─── Passage provided

Here (2009)
Director: Ho Tzu Nyen
It’s a friday night and we’re sitting in Picturehouse screening a limited 4-day run of Here, a Singaporean film that competed for the Caméra d’Or at Cannes Film Festival 2009. The already-small-to-begin-with cinema is less than half-filled, of which more than half of those filled squealed sporadically with much delight throughout the film - tell-tale signs of film extras (or related) watching themselves.
That is the amount of reception Singaporeans have for our local ‘breakthrough’ works outside the domains of Jack Neo and Royston Tan. For the benefit for our less-than-discerning nation, whom we’ve known rather blast their eardrums at Transformers next door, it’d be better to remain outside the door. Here’s lack of a logical sequence and abstractness will be too much for most to stomach. My viewing partner was brimming of frustration towards the end of the 86 minutes.
For many years now, we have seen many local films struggle with the Singaporean context, repressed Singaporeans being a commonality, almost a cliché. Here, however, is largely context-less. Set in a fictitious hospital, the entire set-up and rehearsed acting - meticulously orchestrated right down to matching colours for aesthetic effects - reeks of artificiality.
That said, the location at which the film was shot, of which Google searches only reveal to be a “former mental hospital” (Woodbridge?), is an arresting archive of our abandoned spaces, which will prove to be valuable in time when the defunct building goes under the wrecking ball.
It is not hard to see where the director is coming from, given his background in visual arts. The film, an investigation of the human mind through acceptable social norms, is at many junctures more a work of visual art with sounds than an art film.

──────
─── Data section

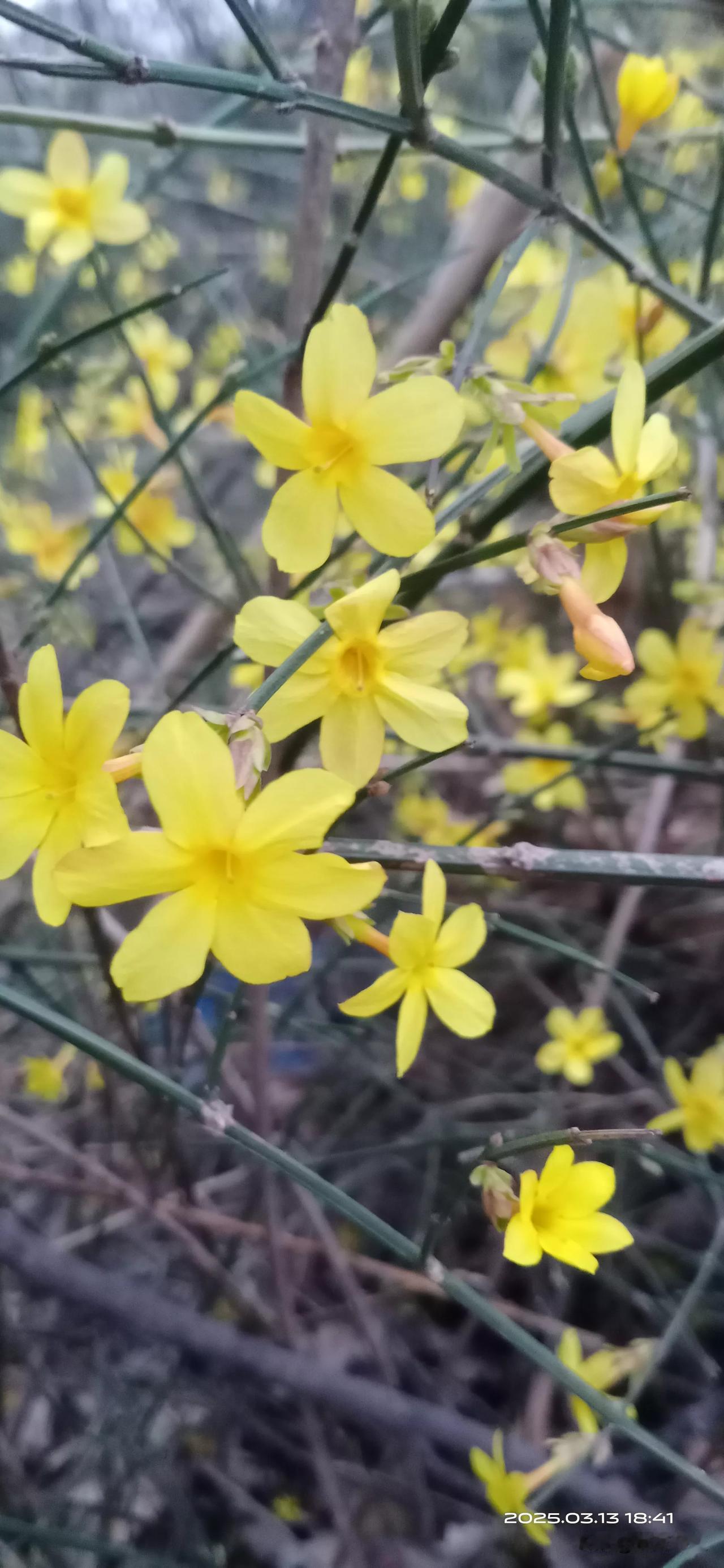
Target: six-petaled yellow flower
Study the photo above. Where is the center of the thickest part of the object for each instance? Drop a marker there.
(68, 208)
(577, 1042)
(237, 879)
(364, 678)
(54, 791)
(341, 457)
(426, 954)
(680, 678)
(507, 1492)
(645, 92)
(587, 480)
(560, 1214)
(162, 355)
(602, 1371)
(700, 1101)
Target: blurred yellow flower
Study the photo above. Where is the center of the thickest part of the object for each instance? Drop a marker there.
(680, 678)
(32, 530)
(577, 1040)
(426, 954)
(507, 1492)
(70, 209)
(364, 678)
(153, 515)
(54, 791)
(19, 275)
(560, 1214)
(602, 1371)
(541, 775)
(162, 353)
(341, 455)
(645, 92)
(235, 874)
(700, 1101)
(44, 1076)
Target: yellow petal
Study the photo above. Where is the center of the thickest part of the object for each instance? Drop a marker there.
(339, 366)
(411, 940)
(24, 824)
(278, 435)
(71, 245)
(294, 813)
(422, 715)
(135, 866)
(461, 936)
(378, 996)
(434, 894)
(94, 723)
(351, 739)
(23, 190)
(410, 1028)
(584, 482)
(627, 421)
(168, 949)
(68, 162)
(41, 706)
(21, 770)
(411, 422)
(63, 836)
(521, 1244)
(188, 775)
(460, 1003)
(387, 513)
(270, 629)
(604, 566)
(256, 944)
(425, 643)
(124, 225)
(359, 613)
(300, 524)
(657, 450)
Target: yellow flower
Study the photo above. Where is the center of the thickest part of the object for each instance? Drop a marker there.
(577, 1042)
(426, 954)
(131, 414)
(44, 1076)
(153, 515)
(54, 791)
(549, 681)
(700, 1101)
(363, 678)
(162, 353)
(237, 882)
(645, 92)
(339, 457)
(680, 678)
(19, 275)
(70, 209)
(558, 1214)
(31, 530)
(602, 1371)
(541, 774)
(587, 480)
(31, 435)
(507, 1492)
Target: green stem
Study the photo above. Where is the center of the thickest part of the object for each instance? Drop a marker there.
(533, 860)
(386, 1236)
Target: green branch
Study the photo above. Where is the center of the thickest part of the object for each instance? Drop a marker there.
(383, 1235)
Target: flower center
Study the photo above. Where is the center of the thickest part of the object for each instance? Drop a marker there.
(72, 203)
(356, 668)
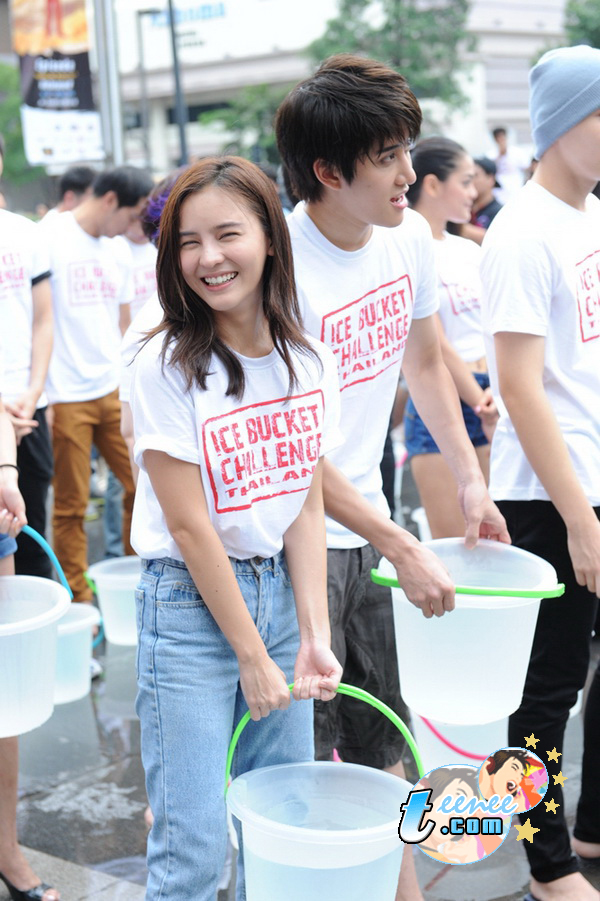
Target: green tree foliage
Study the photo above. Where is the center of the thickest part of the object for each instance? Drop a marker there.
(249, 121)
(582, 22)
(426, 40)
(17, 170)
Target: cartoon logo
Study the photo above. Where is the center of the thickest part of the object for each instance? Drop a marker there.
(514, 772)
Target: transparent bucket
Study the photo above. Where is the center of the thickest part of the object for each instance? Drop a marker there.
(73, 652)
(319, 830)
(469, 666)
(115, 582)
(29, 610)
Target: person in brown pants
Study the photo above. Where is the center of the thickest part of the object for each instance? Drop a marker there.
(91, 290)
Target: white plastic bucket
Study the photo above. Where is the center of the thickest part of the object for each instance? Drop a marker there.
(73, 652)
(116, 581)
(29, 610)
(469, 666)
(319, 830)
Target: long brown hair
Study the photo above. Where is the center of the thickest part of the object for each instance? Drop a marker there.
(188, 322)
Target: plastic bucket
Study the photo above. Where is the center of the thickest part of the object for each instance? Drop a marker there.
(469, 666)
(73, 652)
(29, 610)
(319, 830)
(115, 582)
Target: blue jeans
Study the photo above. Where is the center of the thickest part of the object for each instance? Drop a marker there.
(189, 703)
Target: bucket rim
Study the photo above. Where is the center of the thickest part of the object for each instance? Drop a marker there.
(50, 616)
(101, 569)
(88, 616)
(364, 836)
(547, 576)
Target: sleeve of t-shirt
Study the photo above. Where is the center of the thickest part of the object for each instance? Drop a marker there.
(332, 435)
(40, 253)
(425, 290)
(163, 411)
(517, 281)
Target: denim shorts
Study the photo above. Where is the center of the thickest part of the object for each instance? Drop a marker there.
(418, 439)
(8, 546)
(189, 703)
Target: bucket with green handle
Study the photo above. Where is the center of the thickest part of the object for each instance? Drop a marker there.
(469, 666)
(320, 829)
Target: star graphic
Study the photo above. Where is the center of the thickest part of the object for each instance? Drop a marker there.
(526, 831)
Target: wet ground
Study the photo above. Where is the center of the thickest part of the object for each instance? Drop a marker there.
(82, 797)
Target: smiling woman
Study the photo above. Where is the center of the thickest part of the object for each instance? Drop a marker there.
(233, 408)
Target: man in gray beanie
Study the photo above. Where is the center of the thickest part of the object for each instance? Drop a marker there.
(541, 280)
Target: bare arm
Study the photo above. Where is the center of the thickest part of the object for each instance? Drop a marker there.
(469, 389)
(435, 397)
(178, 488)
(317, 673)
(520, 360)
(12, 506)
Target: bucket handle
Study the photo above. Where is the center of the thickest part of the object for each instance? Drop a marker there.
(361, 695)
(555, 592)
(27, 530)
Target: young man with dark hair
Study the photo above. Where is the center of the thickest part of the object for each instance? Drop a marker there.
(367, 289)
(91, 287)
(541, 280)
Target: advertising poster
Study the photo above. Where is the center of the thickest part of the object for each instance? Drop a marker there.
(60, 124)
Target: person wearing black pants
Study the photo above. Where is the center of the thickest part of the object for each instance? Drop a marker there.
(541, 277)
(558, 669)
(34, 458)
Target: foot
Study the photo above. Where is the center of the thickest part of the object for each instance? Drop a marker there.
(573, 887)
(587, 850)
(18, 872)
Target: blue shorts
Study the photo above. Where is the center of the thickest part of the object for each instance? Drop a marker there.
(417, 438)
(7, 546)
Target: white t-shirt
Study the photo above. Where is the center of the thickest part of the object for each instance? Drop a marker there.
(90, 278)
(149, 316)
(541, 276)
(143, 272)
(23, 259)
(256, 455)
(361, 304)
(457, 261)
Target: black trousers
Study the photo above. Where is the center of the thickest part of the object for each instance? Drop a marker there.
(34, 459)
(558, 668)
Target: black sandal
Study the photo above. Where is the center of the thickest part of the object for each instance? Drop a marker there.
(33, 894)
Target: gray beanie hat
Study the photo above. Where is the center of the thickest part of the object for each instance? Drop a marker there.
(564, 89)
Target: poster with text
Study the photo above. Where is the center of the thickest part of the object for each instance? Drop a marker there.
(60, 124)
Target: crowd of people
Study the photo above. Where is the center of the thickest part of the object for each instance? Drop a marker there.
(246, 408)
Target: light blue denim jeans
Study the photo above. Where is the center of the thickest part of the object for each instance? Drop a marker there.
(189, 703)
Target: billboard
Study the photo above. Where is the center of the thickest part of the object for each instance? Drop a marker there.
(60, 123)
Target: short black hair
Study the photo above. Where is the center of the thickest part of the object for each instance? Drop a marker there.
(348, 108)
(497, 760)
(77, 179)
(129, 183)
(434, 156)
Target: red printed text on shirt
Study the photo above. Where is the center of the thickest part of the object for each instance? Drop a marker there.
(263, 450)
(368, 335)
(588, 296)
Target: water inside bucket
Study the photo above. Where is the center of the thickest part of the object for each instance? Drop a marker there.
(316, 830)
(29, 610)
(116, 581)
(74, 649)
(469, 666)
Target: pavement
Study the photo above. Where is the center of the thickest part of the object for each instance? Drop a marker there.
(82, 796)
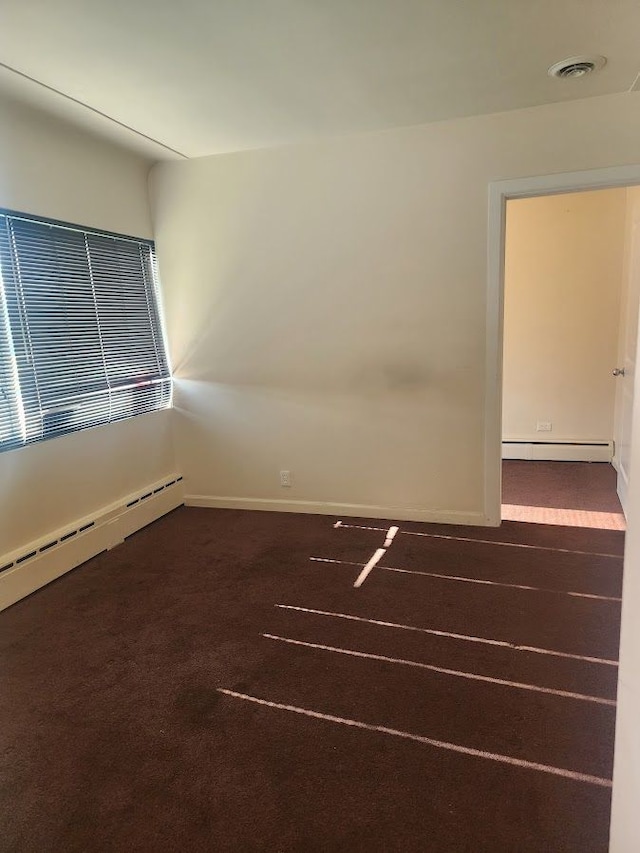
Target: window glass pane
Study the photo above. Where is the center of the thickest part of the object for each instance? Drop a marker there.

──────

What this task involves —
Repeat word for word the part of the film review that opens with the words containing "That said, the" and closes with "an art film.".

Expected output —
That said, the location at which the film was shot, of which Google searches only reveal to be a “former mental hospital” (Woodbridge?), is an arresting archive of our abandoned spaces, which will prove to be valuable in time when the defunct building goes under the wrecking ball.
It is not hard to see where the director is coming from, given his background in visual arts. The film, an investigation of the human mind through acceptable social norms, is at many junctures more a work of visual art with sounds than an art film.